Exercise - The records that follow are to be transcribed exactly.

Supplied records -
---+---
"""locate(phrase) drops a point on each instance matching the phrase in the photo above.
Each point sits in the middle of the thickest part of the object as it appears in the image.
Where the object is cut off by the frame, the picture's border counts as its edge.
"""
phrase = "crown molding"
---+---
Your solution -
"""locate(phrase) drops a point on each instance matching the phrase in the photo above.
Each point sits in the middle of the thickest part of the object as it appears in the image.
Where the object is cut off by the frame, the picture's border counts as its edge.
"""
phrase = "crown molding"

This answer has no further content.